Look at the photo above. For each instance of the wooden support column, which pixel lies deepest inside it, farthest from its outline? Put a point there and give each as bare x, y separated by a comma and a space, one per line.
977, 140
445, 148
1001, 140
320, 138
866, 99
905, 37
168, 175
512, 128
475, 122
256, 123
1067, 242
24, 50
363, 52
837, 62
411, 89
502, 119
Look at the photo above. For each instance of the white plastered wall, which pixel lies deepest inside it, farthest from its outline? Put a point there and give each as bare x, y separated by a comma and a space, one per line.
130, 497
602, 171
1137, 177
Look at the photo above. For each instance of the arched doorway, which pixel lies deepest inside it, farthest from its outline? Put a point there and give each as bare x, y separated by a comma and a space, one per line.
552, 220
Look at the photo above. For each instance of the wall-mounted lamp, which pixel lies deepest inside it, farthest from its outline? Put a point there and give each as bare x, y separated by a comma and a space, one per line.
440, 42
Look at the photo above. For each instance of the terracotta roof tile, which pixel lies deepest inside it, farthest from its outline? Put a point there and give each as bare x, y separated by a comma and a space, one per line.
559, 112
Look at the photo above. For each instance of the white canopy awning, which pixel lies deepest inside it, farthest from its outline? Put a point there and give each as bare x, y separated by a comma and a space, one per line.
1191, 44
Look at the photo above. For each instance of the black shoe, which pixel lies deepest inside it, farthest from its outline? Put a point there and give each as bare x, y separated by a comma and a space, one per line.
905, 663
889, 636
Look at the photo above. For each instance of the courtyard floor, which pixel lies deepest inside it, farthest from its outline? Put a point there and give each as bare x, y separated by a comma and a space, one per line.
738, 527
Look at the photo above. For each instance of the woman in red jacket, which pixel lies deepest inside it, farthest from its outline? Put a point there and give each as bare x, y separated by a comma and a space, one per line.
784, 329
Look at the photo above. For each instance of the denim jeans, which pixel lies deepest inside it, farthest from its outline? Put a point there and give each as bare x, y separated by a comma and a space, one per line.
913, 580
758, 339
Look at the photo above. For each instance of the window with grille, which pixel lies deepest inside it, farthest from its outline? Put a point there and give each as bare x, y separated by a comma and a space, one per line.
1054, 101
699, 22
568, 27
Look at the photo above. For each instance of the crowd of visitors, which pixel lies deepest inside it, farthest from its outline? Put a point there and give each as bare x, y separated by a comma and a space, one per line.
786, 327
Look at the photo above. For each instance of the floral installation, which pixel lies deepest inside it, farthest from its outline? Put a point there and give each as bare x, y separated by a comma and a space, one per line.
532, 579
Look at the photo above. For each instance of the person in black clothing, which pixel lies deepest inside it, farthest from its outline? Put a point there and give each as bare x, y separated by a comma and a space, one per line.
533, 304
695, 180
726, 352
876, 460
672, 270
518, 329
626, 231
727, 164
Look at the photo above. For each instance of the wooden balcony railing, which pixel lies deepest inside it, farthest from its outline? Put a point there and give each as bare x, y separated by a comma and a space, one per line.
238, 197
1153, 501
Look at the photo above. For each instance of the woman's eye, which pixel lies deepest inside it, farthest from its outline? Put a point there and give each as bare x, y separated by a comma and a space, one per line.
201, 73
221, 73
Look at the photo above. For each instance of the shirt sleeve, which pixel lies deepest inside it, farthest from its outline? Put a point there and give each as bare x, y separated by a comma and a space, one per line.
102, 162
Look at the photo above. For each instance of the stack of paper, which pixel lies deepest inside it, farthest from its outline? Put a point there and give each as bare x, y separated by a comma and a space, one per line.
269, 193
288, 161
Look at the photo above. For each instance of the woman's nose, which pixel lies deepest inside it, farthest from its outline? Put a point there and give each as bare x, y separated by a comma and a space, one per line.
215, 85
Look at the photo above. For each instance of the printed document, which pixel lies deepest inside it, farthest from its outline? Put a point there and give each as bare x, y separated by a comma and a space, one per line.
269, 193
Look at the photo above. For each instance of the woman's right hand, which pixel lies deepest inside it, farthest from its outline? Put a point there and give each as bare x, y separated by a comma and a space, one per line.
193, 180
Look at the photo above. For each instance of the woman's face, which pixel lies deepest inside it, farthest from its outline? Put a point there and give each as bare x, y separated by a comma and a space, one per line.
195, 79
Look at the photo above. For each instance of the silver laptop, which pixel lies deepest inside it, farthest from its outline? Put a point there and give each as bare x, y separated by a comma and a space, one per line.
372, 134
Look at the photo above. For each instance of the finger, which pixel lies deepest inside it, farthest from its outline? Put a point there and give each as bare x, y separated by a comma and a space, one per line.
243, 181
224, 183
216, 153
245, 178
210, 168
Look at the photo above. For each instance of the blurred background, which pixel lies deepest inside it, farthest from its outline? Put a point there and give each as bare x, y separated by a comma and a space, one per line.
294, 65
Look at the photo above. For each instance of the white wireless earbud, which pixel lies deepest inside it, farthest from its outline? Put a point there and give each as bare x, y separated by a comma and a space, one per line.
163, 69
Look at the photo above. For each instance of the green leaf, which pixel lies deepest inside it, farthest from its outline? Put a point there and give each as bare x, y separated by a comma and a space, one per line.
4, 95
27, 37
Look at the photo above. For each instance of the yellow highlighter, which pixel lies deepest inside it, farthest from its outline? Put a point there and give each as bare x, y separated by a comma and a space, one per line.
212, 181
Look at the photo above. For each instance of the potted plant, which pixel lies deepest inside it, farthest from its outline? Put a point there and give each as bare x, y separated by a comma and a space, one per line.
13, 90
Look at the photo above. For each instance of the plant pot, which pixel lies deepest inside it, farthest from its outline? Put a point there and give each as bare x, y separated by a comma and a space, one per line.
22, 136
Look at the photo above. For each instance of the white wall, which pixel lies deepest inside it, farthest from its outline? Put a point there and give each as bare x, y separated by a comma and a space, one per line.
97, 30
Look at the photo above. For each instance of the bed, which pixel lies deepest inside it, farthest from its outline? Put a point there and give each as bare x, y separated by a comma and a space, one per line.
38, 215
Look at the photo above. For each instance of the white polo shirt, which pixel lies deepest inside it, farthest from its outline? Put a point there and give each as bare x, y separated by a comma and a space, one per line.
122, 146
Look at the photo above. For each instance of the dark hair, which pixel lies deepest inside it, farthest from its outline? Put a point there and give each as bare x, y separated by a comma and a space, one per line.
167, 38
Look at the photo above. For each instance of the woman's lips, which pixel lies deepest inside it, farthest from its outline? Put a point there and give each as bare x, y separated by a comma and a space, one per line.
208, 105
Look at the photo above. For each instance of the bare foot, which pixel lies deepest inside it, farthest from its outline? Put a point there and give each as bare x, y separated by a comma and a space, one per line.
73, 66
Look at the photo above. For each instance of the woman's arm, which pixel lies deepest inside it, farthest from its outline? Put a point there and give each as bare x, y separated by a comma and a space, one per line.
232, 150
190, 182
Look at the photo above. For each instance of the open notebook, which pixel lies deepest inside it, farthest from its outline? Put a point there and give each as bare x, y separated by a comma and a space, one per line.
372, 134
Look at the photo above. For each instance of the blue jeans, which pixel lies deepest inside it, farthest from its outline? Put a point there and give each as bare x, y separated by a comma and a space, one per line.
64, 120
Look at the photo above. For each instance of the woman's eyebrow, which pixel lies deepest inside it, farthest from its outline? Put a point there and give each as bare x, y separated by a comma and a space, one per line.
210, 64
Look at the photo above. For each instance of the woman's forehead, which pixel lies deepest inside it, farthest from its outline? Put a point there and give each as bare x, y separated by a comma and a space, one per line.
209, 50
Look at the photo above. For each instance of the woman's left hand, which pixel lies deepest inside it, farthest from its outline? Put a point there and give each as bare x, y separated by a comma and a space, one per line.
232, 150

----

**PROMPT:** Go through the records above and change each "farthest from its outline" to "most distant from its edge", leaving every other word and mark untouched.

**WRITTEN RESPONSE:**
Look at the photo above. For each instance of the wooden support column, which pixel lies deepest inside it, most distant from its edge? Put a point there and give each as bare x, y separated by a comma and a space, one per line.
977, 140
445, 148
1001, 140
320, 138
866, 99
905, 37
168, 175
512, 128
475, 122
256, 123
1067, 242
24, 50
363, 52
837, 62
411, 89
502, 119
Look at the photo above. For each instance of the white plastered wall, which pixel lies deepest inside it, most distant from its edge? Put a point there and give each as bare x, y separated by a comma and a space, one per line.
130, 497
602, 171
1137, 177
Look at the photo above. For each instance of the arched doorway, which pixel lies deepest inside it, most distant from its edge? Put a point there and give each as bare x, y separated by a comma and a space, one per line.
552, 220
Look at the photo above. For each instance of the wall-mounted lamp, which pixel lies deepest inside it, most distant from its edge? Put a point there and give each as bare x, y separated by a comma and a space, one per line.
440, 42
Look at the photo above. For each instance of the terracotta roof tile, which pixel lies deepest inside it, most distant from its edge? Put a point there and give each as bare x, y separated by a comma and a space, one per line.
559, 112
Look at the photo above. For each instance of the white canopy awning, which pixel lies deepest inside it, most distant from its edge? Put a point there and give each as bare x, y separated by a comma and a space, one per line.
1191, 44
Look at the photo above. For each instance of the black shoe, which pixel lies deepest inside it, most distant from its edge? Put a point there and give each as bare x, y separated by a comma and a space, one per line.
905, 663
889, 636
Look at the photo above. For each instance of the courtyard floor, which pixel lies deepest inside it, most distant from its edge? Put a point there and give each as bare x, y separated by a comma and a space, one per line.
738, 527
Look at the photo above. For each instance of the woman in red jacket, which pixel lies deepest inside it, most distant from its edge? Put a point there and give each as bare x, y separated by a comma and a space, one per line.
784, 329
Look at the photo above. For each instance of the denim jeans, which pixel lies deepest inside it, most distant from its edge? Put a point there and give each as bare x, y separated by a comma and a space, one per line.
913, 580
758, 339
Look at the photo above. For each instance of the window with grille, which pixel lies deepest inside it, most distant from its edge? Put a point there and give each as bare x, y separated by a comma and a space, one per line.
1054, 101
699, 22
568, 27
Look at the photo above. For each instance of the crowd of visitors, which pixel lies deepest inside it, most distant from its edge? Put a point there and give each as bare x, y separated by a comma and a space, one per line.
786, 327
Look at the photo above. For each instance of the floral installation, which pixel lies deepest inside it, most distant from its edge? Put a point there and give each as bare x, y separated by a comma and a space, one per line.
532, 579
Look at the photo above. For each instance of the person in black clothing, which pixel lies deepest inside it, most distant from its edge? Put a point there and give each as bare x, y separated by a comma and a space, one per line.
533, 304
695, 180
726, 352
876, 460
672, 270
518, 329
626, 231
727, 164
Look at the photo above. For each instance of the wooden balcony railing, which pixel lies deepest inside it, most distant from its edge? Put a point there and give each as bare x, y separated by a comma and a space, one per line.
238, 197
1153, 501
Look at the photo above. For each instance of the woman's eye, which pixel lies deepest inside it, most distant from its edge? Put a point there and give each as bare x, y separated by a comma and a space, one per line.
201, 73
221, 73
Look at the photo above. For each instance of the shirt sleeve, which pixel lies deepest inside it, most distant from its edge? Put a point there and give each as bare x, y separated by a comma and a space, one per line.
102, 162
Look at the photo above. For each instance of the stack of paper, which pixel lies deepest inside it, most distant from its edge? Put a point there and give each as bare x, y separated by a comma and a space, one per line.
269, 193
288, 161
Look at the photo above. For each instance of the woman's nose, which pixel lies deepest inside it, most distant from its edge? Put a point there and give each as bare x, y separated by a comma and a space, one per line.
215, 85
Look at the photo above. For each instance of the printed document, which pixel lies deepest inside it, most distant from its edge? Put a point there and give each as bare x, y separated by a comma and a space, one per line.
269, 193
Look at the photo above. For each instance of the woman's right hand, which pixel lies deepest inside it, most distant from its edge? Put a point there and give each as bare x, y separated by a comma and a space, one per line.
193, 180
Look at the photo above. For each instance of the woman's face, which pixel lies deepest inside it, most distant from its edge? Put a point there and give each as bare x, y separated by a comma and a space, one per line.
195, 79
Look at the photo above. For each instance of the silver laptop, which pixel lies deepest inside it, most distant from its edge? Put a point there and give each as bare x, y separated by a comma and a space, one per line.
372, 134
Look at the photo above. For each instance of the finger, which pixel lies deepest inside it, most distant from its edge? Put a point there and give each as bare x, y separated by a comma and a space, one per line.
243, 181
224, 183
216, 153
245, 178
210, 168
Look at the photo above. For each instance of the blurred background, which pixel lies deepest inside it, most distant from its edge? Put a point there and give each as bare x, y separated by a comma and a space, one per line.
294, 65
Look at the photo above. For each instance of the white wireless earbud, which pixel lies deepest inside it, most distant from its edge? Put a point there and give each as bare x, y separated by a comma and a space, one per line.
163, 69
Look at the photo above. For each instance of the green leaf, which pixel lies deepest inside it, most distant from its edge? Put a point there and give each as bare x, y separated by a comma and a space, one per line.
4, 95
27, 37
Look at the photo above. For each instance of the yellow highlighter, which pixel lies deepest inside it, most distant from its edge? Put a point there and give each as bare x, y separated by a comma and a space, one per line.
212, 181
Look at the photo above. For each instance of the potted plant, which pixel lies deepest inside it, most distant from its edge? Put a point there and give each as bare x, y separated by a comma and a space, one per line.
13, 90
Look at the photo above. For each instance of the plant pot, which pixel lies deepest inside it, most distant from its edge? Put a point there and give each as bare x, y separated by a comma and a space, one per line.
22, 136
Look at the photo above. For each instance of the white wall, which pixel lies deepest inside it, most distant from its edge? Put a point there and give each as bare x, y separated by a comma and a space, one per line.
97, 30
Look at the photo above. For each instance of the bed, which pixel lies deepest inside it, most distant from its edge? Put a point there and give each as bare x, y separated by a comma and a space, one per line.
38, 215
Look at the photo above. For each instance of the white polo shirt, which pixel lies deepest inside it, most distant from its edge? Put a point there and give each as bare x, y separated by a comma and a space, one per line.
122, 146
Look at the photo above. For each instance of the dark hair, which pixel lies deepest inside it, most distant from its edge? Put a point there and give each as bare x, y separated by a comma and a space, one per line.
167, 38
Look at the photo above. For each instance of the woman's lips, which pixel lies deepest inside it, most distant from its edge? Put a point there and give each as bare x, y separated by a comma and a space, one per line.
208, 105
Look at the photo above. For each instance of the bare foot, which pixel lies deepest inside it, most distant from its edge? Put a point there and give each as bare x, y separated by a comma and a space, one per line.
73, 66
Look at the photo above. For each instance of the woman's arm, which pixel lies deepest inside it, most distant from its edge? Put a point there and give each as bare x, y separated by a comma and a space, one per line.
232, 150
190, 182
Look at the photo above. For each instance of the open notebook, which pixel lies deepest inside it, most distant from its edge? Put a point there and give each as bare x, y separated by a comma and a space, one per line.
372, 134
Look at the photo above. For each instance of the blue jeans, which pixel lies deepest inside it, most distant from its edge? Put a point there and give each as bare x, y separated by a comma and a space, one per line.
64, 120
Look at the photo above. For each instance of the woman's eyebrow, which pixel lies deepest inside it, most distant from its edge? Put a point there and give each as bare x, y separated by a comma and a space, one per line.
210, 64
Look at the photo above. For each instance of the woman's forehead, which pixel lies deepest inside it, most distant from its edge? Put a point there and give each as bare x, y separated by a comma and a space, one per line.
209, 50
Look at the photo above. For each instance of the woman's left hand, which pixel lies deepest inside it, most distant from its edge? Put a point there and give each as bare x, y separated by a comma and a space, one per line.
232, 150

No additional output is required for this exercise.